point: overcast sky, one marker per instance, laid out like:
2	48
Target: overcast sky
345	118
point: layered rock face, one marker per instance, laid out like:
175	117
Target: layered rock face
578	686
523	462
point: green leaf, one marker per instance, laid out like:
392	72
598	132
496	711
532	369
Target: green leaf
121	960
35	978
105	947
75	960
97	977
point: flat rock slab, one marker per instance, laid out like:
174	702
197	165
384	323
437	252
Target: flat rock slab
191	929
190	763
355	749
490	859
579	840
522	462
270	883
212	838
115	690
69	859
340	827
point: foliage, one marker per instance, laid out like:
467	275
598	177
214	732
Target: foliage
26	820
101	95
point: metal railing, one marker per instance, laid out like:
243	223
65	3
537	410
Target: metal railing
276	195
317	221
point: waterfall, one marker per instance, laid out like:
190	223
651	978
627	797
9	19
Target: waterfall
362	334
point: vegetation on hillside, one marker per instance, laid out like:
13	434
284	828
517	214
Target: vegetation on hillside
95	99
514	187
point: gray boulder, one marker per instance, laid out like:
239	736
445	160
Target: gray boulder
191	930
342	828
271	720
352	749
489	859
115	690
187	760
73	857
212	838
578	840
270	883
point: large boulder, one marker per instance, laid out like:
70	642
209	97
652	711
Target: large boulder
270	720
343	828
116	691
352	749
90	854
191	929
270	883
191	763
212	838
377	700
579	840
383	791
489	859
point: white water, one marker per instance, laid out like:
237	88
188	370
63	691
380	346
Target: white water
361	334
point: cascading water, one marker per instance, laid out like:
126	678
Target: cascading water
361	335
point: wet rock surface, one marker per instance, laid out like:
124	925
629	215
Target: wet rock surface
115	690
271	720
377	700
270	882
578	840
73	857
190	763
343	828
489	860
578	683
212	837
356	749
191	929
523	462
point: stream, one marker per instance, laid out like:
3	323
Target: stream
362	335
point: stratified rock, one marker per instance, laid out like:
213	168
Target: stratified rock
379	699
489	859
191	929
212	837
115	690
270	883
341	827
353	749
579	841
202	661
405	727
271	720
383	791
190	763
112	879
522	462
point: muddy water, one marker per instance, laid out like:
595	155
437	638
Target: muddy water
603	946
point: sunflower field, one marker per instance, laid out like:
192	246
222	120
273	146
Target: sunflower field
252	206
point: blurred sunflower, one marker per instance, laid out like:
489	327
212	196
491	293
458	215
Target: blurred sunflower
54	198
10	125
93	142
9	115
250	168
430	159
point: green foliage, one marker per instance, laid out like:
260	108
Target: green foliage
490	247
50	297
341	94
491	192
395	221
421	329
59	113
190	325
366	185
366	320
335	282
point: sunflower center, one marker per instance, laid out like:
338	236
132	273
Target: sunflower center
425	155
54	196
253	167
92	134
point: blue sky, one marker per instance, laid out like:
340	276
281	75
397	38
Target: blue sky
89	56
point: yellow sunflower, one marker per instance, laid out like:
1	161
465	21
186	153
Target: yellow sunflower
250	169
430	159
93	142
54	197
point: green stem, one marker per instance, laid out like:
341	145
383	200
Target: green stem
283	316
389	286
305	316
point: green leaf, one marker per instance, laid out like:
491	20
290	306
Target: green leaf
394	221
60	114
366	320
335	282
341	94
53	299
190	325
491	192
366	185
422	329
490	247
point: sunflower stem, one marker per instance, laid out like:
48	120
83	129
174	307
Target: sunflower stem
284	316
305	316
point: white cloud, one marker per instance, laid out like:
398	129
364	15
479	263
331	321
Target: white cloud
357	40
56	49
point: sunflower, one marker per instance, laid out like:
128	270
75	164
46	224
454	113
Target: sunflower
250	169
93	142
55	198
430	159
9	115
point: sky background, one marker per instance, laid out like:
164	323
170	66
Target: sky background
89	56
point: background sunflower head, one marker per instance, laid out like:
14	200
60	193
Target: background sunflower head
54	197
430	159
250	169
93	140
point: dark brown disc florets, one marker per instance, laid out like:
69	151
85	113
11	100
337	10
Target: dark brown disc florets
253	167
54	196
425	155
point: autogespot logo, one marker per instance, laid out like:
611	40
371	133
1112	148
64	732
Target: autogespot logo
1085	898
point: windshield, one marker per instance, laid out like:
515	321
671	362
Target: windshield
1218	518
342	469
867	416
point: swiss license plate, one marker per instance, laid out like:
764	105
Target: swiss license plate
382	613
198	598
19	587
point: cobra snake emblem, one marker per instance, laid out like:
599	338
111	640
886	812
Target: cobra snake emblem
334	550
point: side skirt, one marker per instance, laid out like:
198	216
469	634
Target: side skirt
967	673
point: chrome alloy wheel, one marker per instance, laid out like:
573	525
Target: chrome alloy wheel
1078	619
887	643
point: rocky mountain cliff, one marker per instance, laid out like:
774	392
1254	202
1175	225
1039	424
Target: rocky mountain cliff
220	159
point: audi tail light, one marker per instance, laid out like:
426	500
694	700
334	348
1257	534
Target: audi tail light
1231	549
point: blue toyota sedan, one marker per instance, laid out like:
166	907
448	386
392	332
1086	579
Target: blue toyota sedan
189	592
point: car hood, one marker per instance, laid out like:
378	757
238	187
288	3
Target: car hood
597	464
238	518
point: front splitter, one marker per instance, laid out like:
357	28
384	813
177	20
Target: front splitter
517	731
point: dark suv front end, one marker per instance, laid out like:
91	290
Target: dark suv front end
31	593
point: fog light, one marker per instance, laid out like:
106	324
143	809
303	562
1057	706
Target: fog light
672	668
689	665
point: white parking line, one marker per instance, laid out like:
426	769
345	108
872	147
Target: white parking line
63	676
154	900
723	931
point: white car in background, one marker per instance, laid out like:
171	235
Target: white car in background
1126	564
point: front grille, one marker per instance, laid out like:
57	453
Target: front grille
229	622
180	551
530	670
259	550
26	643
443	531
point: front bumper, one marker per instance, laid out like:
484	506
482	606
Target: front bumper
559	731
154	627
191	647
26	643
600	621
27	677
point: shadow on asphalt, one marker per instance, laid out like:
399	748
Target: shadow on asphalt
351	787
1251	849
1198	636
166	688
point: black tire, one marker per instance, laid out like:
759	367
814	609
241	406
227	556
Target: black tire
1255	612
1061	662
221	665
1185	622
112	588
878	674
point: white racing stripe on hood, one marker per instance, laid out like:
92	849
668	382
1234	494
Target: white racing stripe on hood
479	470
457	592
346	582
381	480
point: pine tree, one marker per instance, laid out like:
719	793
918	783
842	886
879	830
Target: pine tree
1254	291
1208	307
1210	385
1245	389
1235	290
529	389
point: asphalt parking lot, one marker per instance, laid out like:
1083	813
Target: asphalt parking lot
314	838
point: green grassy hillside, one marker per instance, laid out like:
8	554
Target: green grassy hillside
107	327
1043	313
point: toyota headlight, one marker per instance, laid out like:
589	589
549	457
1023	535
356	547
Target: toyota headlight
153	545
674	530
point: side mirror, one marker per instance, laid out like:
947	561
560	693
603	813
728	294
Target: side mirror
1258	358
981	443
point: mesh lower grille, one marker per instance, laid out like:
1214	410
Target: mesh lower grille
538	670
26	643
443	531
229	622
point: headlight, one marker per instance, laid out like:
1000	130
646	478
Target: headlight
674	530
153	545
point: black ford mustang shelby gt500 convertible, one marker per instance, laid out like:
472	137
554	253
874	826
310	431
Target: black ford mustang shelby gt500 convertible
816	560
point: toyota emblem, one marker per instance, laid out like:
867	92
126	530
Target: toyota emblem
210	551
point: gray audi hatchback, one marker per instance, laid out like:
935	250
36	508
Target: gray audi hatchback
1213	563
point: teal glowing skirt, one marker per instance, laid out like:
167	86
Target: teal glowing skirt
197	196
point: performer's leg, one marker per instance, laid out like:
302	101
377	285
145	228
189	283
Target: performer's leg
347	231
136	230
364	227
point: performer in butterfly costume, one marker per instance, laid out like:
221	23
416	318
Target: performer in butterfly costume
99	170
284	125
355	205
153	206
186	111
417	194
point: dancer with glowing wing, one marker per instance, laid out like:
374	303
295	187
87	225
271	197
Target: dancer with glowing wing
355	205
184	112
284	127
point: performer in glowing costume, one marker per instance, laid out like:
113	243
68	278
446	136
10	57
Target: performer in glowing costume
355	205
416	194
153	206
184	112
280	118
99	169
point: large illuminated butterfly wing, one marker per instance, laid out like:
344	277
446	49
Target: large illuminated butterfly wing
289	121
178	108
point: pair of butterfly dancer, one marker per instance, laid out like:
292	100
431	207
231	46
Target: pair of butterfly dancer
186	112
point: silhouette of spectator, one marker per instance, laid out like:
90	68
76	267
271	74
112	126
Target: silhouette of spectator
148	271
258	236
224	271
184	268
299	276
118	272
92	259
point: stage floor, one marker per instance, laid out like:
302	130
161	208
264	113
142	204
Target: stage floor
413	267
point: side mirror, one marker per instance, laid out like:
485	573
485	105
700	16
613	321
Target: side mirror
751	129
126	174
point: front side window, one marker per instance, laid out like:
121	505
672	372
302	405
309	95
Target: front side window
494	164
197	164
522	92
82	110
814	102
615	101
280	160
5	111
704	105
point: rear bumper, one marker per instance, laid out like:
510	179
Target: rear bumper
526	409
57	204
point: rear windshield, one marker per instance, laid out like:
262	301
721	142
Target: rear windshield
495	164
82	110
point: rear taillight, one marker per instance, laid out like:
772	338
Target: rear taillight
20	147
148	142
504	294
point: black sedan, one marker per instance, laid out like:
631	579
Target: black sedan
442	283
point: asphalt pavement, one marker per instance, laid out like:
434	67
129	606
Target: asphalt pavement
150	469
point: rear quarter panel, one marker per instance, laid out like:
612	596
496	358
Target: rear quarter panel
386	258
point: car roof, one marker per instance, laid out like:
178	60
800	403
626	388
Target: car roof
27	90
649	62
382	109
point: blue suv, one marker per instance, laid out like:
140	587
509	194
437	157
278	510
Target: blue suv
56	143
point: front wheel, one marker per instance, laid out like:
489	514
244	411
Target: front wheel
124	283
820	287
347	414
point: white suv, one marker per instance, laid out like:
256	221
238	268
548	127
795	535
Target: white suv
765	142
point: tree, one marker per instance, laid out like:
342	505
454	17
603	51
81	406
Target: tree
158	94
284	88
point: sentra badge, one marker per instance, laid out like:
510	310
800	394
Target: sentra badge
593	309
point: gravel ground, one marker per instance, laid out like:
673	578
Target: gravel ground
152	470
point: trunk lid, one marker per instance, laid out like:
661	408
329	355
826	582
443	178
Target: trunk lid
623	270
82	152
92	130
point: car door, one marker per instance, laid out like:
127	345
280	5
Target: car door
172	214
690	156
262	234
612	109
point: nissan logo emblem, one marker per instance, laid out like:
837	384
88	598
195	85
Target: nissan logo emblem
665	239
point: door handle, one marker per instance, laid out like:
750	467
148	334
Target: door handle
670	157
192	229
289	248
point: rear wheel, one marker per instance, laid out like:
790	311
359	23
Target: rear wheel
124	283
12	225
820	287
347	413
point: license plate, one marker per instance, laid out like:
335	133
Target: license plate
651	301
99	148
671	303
※
• _INSTRUCTIONS FOR THE TASK_: Print every line from the one that contains "Target: car door" to the end of the records, exactly as written, and nothing more.

• _EXERCISE ANSWER_:
Target: car door
172	214
690	156
262	234
612	109
point: nissan logo emblem, one marker per instance, laid out like:
837	384
88	598
195	85
Target: nissan logo emblem
665	239
point: door handle, one marker per instance, laid out like:
750	467
148	334
Target: door handle
670	157
192	229
289	248
point: rear wheel, one marker per instance, laid out like:
790	311
359	23
Target: rear wheel
124	283
12	225
820	287
347	413
point: license plate, one marker per instance, laid out like:
335	133
Target: license plate
651	301
99	148
671	303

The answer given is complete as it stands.